TO DO:
Reproduce the records starting at the line containing "Note to the class: we label each instance of the person" and ending at the line containing "pixel 243 474", with the request lines kept unchanged. Shift every x and y coordinate in the answers up by 138.

PROVIDED RECORDS:
--- begin ---
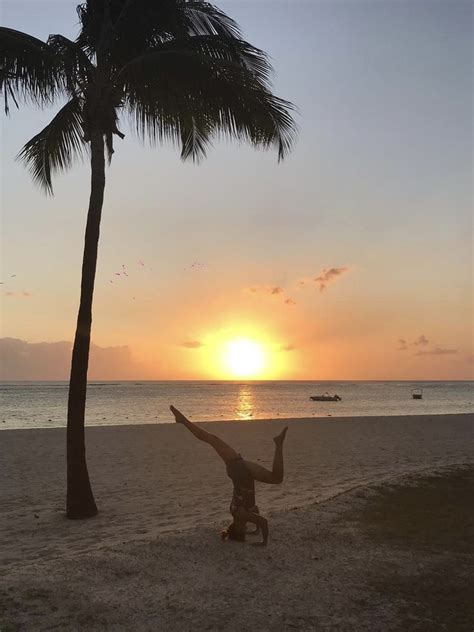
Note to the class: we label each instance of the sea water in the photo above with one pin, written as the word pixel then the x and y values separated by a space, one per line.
pixel 44 404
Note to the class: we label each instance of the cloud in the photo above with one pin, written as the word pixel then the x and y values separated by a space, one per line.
pixel 192 344
pixel 437 351
pixel 324 278
pixel 265 289
pixel 421 340
pixel 22 360
pixel 329 275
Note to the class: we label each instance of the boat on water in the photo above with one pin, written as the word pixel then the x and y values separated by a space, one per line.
pixel 325 397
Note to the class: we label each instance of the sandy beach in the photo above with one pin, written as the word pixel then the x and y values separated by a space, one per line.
pixel 163 498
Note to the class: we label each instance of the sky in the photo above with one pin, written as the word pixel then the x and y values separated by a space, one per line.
pixel 352 259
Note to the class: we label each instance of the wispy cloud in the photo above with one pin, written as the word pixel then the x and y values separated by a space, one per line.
pixel 421 341
pixel 437 351
pixel 265 289
pixel 324 278
pixel 192 344
pixel 329 275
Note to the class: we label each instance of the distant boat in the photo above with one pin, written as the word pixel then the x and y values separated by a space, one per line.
pixel 325 397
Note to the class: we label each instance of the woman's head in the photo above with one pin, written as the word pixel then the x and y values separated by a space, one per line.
pixel 234 531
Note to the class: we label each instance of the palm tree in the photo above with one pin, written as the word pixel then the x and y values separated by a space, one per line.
pixel 182 73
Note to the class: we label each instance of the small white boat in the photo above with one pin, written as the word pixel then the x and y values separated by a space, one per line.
pixel 325 397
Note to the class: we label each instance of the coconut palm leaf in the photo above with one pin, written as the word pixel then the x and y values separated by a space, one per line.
pixel 29 69
pixel 74 63
pixel 56 147
pixel 167 89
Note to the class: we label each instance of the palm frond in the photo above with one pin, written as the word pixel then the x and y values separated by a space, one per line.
pixel 29 70
pixel 222 98
pixel 56 147
pixel 77 68
pixel 210 48
pixel 125 29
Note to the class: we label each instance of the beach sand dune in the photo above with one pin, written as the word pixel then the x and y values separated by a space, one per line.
pixel 156 480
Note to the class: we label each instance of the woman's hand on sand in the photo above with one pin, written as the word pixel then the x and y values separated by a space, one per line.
pixel 177 415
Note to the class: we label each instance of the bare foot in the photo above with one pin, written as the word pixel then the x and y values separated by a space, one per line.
pixel 179 417
pixel 281 437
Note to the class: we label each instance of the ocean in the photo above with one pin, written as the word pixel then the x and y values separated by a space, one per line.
pixel 44 404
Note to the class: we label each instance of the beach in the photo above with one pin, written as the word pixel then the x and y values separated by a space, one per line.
pixel 154 550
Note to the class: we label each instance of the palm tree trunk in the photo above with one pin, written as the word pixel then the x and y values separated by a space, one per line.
pixel 80 500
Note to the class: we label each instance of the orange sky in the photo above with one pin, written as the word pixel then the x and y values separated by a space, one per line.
pixel 352 259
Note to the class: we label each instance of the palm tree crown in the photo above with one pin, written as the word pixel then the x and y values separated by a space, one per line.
pixel 178 69
pixel 181 72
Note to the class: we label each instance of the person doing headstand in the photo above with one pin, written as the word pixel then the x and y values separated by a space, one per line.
pixel 243 474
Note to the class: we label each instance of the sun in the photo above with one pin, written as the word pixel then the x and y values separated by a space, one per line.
pixel 243 357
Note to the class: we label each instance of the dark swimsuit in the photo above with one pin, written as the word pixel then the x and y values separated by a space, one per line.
pixel 244 485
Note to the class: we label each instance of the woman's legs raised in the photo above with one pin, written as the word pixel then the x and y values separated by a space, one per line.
pixel 223 450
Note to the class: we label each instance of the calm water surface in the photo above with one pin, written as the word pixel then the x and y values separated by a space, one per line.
pixel 43 404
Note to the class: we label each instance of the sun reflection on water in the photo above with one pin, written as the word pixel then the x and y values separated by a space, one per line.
pixel 245 403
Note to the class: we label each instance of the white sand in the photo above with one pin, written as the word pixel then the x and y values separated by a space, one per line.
pixel 154 480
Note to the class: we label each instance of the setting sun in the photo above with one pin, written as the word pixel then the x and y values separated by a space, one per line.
pixel 244 358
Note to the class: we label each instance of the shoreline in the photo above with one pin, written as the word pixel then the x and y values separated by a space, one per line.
pixel 394 555
pixel 252 421
pixel 154 479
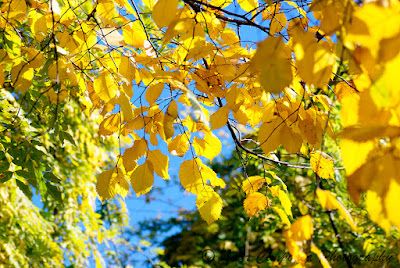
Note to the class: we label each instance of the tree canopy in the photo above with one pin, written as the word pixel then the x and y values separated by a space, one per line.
pixel 117 89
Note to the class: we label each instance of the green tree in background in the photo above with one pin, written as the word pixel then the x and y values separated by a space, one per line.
pixel 65 224
pixel 236 241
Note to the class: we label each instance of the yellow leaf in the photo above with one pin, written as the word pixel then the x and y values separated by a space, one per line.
pixel 283 216
pixel 271 11
pixel 278 23
pixel 22 76
pixel 109 125
pixel 301 229
pixel 209 204
pixel 314 60
pixel 363 134
pixel 127 70
pixel 164 12
pixel 248 5
pixel 285 201
pixel 142 179
pixel 329 202
pixel 126 107
pixel 219 118
pixel 170 115
pixel 110 183
pixel 160 163
pixel 255 202
pixel 273 65
pixel 320 255
pixel 392 200
pixel 106 10
pixel 209 147
pixel 131 155
pixel 194 175
pixel 105 86
pixel 111 36
pixel 290 140
pixel 322 164
pixel 343 90
pixel 179 145
pixel 153 92
pixel 268 135
pixel 134 34
pixel 253 183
--- end ---
SOLVED EXERCISE:
Note to the class: we label each instance of the person doing headstand in the photo above with one pin, written as the word pixel then the x and y values separated by a space, one per line.
pixel 381 612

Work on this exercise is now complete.